══ Input data

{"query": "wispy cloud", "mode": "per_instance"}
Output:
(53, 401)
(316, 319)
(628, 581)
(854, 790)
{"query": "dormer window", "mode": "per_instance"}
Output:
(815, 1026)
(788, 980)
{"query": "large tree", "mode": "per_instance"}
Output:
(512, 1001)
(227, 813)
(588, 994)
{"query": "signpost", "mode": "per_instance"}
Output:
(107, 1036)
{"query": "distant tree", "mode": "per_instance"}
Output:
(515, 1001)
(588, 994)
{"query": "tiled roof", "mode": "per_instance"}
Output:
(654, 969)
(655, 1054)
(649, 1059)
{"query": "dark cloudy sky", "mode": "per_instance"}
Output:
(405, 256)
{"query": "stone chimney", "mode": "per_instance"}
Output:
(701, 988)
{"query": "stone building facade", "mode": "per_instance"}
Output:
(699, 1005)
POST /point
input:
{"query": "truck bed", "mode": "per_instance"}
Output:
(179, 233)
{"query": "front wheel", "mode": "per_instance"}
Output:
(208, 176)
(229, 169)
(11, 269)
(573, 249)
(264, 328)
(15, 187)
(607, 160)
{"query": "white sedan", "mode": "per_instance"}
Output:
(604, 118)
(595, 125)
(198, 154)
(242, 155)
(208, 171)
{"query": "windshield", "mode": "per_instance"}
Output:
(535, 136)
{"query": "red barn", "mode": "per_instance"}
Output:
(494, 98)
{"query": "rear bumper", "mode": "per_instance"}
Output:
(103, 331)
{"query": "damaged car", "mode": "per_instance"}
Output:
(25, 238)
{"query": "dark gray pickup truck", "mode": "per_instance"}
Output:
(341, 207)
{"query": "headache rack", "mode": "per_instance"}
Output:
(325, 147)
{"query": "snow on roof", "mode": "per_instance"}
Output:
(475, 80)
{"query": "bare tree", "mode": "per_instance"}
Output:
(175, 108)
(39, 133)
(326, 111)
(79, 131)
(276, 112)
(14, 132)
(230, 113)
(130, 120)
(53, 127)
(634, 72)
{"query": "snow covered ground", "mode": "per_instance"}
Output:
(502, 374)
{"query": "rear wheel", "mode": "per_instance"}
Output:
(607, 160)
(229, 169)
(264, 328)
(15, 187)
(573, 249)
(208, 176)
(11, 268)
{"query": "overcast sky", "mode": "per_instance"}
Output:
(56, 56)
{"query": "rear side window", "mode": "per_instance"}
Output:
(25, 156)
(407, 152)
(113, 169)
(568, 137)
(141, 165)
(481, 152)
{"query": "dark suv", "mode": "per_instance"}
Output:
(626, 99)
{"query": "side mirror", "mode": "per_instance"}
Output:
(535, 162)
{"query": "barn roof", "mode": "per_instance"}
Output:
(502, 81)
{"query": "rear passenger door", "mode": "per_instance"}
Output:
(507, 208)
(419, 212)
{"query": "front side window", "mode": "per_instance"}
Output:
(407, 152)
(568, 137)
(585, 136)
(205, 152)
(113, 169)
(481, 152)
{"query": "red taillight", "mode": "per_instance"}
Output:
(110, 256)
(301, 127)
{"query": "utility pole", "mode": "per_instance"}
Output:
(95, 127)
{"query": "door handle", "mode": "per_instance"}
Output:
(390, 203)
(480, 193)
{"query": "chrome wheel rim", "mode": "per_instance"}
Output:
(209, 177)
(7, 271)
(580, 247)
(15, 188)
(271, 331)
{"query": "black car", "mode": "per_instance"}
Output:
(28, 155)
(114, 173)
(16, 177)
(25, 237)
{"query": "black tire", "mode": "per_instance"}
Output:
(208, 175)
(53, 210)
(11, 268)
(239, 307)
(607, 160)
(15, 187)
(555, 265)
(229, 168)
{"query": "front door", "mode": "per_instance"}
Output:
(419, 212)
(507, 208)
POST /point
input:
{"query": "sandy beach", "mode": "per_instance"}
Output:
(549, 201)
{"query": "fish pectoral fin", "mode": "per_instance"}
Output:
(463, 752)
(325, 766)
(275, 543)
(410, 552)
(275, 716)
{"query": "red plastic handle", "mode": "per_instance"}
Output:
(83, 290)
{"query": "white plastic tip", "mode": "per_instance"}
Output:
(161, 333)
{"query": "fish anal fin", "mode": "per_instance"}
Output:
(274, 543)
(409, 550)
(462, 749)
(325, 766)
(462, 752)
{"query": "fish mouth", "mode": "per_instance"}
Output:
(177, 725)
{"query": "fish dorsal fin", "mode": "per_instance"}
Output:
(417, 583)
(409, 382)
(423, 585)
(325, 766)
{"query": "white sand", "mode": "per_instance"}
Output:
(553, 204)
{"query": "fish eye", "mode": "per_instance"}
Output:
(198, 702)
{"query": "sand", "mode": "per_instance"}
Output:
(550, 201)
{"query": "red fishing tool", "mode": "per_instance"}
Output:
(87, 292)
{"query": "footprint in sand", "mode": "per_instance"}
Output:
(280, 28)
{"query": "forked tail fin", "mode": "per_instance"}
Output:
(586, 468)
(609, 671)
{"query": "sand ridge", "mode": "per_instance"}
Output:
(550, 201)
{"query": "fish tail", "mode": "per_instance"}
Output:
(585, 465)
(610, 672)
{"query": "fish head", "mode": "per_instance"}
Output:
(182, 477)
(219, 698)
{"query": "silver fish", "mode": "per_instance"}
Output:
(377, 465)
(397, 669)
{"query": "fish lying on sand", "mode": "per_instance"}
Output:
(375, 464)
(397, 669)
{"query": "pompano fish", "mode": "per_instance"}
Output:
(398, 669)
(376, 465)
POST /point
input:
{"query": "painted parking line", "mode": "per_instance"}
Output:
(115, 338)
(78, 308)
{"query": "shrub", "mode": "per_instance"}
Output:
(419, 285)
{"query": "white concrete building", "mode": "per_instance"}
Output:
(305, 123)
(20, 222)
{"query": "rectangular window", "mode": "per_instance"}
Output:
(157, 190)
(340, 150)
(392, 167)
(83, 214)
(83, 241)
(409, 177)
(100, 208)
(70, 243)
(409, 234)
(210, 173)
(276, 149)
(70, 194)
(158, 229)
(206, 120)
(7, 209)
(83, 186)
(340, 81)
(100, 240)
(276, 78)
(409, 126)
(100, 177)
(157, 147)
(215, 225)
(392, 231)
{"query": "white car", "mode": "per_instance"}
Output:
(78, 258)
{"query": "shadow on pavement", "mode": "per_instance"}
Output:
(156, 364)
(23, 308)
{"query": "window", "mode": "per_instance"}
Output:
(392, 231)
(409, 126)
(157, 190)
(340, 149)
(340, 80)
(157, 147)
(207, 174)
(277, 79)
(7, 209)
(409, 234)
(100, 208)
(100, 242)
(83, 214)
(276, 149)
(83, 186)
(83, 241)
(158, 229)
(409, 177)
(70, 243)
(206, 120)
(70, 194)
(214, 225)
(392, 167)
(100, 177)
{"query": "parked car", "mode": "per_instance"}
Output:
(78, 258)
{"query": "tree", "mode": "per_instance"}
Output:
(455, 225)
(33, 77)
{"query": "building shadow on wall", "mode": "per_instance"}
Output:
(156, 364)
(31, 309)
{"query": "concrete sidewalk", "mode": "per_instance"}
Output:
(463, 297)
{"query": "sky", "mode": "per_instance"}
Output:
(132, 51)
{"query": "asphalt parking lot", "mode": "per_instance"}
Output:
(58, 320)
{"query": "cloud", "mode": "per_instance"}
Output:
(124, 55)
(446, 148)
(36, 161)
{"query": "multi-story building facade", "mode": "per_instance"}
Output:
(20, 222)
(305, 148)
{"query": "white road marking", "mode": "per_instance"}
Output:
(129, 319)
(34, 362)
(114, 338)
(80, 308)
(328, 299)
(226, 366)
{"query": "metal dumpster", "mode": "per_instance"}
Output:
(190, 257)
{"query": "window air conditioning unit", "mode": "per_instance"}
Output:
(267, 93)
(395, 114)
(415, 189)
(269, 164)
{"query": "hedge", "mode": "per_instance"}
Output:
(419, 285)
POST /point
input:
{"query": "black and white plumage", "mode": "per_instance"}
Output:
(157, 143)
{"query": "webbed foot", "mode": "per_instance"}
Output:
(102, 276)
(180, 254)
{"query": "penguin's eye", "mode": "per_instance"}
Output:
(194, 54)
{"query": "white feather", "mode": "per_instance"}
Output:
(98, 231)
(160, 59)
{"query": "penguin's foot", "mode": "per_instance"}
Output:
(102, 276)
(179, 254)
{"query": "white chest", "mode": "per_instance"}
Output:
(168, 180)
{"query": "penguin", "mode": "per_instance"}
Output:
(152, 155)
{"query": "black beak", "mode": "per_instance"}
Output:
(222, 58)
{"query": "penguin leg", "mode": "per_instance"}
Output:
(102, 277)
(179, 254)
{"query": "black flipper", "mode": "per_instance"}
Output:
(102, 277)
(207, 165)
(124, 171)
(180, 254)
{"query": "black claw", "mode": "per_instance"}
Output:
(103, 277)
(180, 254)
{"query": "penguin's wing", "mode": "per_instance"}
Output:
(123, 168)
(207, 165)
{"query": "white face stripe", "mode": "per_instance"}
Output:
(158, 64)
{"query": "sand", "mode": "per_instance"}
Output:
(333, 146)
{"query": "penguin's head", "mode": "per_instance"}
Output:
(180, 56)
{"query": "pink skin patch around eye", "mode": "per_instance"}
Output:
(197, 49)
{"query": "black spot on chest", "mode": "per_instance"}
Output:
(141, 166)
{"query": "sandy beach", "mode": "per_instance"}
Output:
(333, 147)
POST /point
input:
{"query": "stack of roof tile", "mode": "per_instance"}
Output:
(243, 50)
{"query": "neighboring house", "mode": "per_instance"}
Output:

════

◆ Exercise brief
Scan the data for the word "concrete" and copy every line where it shows up.

◆ Solution for this problem
{"query": "white concrete building", "mode": "per_instance"}
{"query": "concrete sidewalk", "mode": "per_instance"}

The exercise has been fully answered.